Task instructions:
Each entry should be repeated exactly. Its pictures should not be.

Listed entries:
----------------

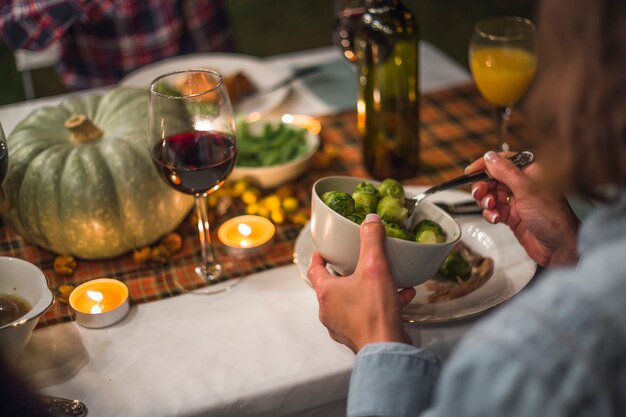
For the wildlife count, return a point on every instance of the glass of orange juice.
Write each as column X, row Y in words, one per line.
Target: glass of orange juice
column 503, row 60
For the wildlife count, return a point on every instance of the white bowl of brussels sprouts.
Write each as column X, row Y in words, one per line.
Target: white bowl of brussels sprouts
column 335, row 231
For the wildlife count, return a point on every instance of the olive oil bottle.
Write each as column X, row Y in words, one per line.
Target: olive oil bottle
column 387, row 54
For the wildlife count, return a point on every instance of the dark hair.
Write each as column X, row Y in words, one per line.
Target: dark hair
column 578, row 102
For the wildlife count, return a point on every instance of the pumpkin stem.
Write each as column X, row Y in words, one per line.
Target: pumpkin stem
column 83, row 130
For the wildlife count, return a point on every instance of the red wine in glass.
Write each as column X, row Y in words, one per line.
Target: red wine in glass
column 192, row 141
column 195, row 162
column 345, row 24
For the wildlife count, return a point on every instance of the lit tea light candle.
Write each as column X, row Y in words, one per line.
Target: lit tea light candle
column 246, row 235
column 100, row 302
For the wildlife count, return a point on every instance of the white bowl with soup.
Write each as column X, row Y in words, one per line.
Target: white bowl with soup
column 24, row 297
column 338, row 239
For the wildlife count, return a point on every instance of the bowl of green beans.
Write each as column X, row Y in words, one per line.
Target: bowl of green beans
column 274, row 150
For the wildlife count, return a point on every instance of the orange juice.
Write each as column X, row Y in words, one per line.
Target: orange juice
column 502, row 74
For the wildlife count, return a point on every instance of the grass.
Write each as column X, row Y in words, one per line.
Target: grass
column 265, row 28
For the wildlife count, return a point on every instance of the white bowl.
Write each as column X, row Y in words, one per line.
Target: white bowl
column 275, row 175
column 18, row 277
column 338, row 240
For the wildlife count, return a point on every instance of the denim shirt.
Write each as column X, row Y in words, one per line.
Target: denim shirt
column 557, row 349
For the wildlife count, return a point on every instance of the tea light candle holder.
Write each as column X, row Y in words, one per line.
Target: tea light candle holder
column 100, row 302
column 246, row 235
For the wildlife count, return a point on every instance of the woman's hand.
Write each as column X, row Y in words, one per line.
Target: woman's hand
column 542, row 222
column 363, row 307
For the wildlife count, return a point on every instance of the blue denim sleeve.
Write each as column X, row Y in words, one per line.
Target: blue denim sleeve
column 392, row 379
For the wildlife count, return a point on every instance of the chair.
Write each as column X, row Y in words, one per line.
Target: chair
column 26, row 60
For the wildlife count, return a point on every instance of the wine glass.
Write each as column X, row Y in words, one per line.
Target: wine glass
column 4, row 156
column 346, row 17
column 503, row 60
column 193, row 147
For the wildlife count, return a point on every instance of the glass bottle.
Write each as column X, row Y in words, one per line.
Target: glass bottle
column 387, row 49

----------------

Task result:
For the wildlife count, return a point on every instance of the glass of orange juice.
Write each as column X, row Y in words, one per line.
Target: glass of orange juice
column 503, row 60
For the wildlife count, return a point on every instance of the white bowl of brussels sprouts.
Write each as column X, row Y in words, one per line.
Target: white bowl of brussels sprouts
column 335, row 231
For the wildlife count, return a point on every instance of the olive oil bottle.
Write each as column X, row Y in words, one per line.
Target: olive oil bottle
column 387, row 54
For the wildlife count, return a point on every instance of the dark hair.
Write each as column X, row Y in words, one per line.
Target: dark hair
column 578, row 102
For the wildlife count, return a point on every instance of the pumpkin stem.
Write each as column X, row Y in words, one per line.
Target: pumpkin stem
column 83, row 130
For the wildlife count, return a point on every instance of the red wine in glass.
Write each as column X, row Y in words, one per line.
Target: red wine in glass
column 192, row 141
column 195, row 162
column 345, row 24
For the wildlife count, return a point on every instance of the lit tea light candle.
Write each as column X, row Y in words, one per line.
Target: lit tea light candle
column 246, row 235
column 100, row 302
For the wildlife count, return a point on every instance of the white bowl with soup.
Write each as column X, row Y in words, one per line.
Target: white bowl with soup
column 24, row 297
column 338, row 239
For the wildlife count, return a point on every instance of the bowl of green beans.
Write each as column X, row Y in words, one per line.
Target: bowl of green beans
column 274, row 150
For the wildlife count, return a point on every instance of the orange juice.
Write each as column X, row Y in words, one per line.
Target: orange juice
column 502, row 74
For the wildlife count, return a point on every instance of the grass.
Write each as column X, row Y in words, one per line.
Target: grass
column 265, row 28
For the wildlife count, return a point on every instance of the white bowl.
Write each as column X, row Y in words, one per line.
Target: white bowl
column 275, row 175
column 18, row 277
column 338, row 240
For the wildlife count, return a point on every instance of the denim shirt.
Write each as column X, row Y in words, one per line.
Target: denim shirt
column 557, row 349
For the wildlife count, return a point on every instance of the tea light candle holder.
Write each as column X, row Y in words, one per line.
Target: tea light candle holder
column 100, row 302
column 246, row 235
For the wildlife count, return a point on every instance of the woman's hand.
Write each as column X, row Y in words, one per line.
Target: woman's hand
column 542, row 222
column 363, row 307
For the wildlife count, return a point on every instance of the blue denim sleeve.
Write each as column X, row Y in words, one per line.
Target: blue denim sleeve
column 392, row 379
For the wildlife count, return a point on every instance of the chair.
Write each as column X, row Y in words, one per line.
Target: chair
column 26, row 60
For the wildlife count, return a point on every instance of the wine glass.
Write each as column X, row Y in words, one per line.
Target: wine glass
column 4, row 156
column 346, row 17
column 503, row 60
column 193, row 147
For the wildlife count, return a point on every instance of the glass bottle.
Write each as column X, row Y in words, one per line.
Target: glass bottle
column 387, row 49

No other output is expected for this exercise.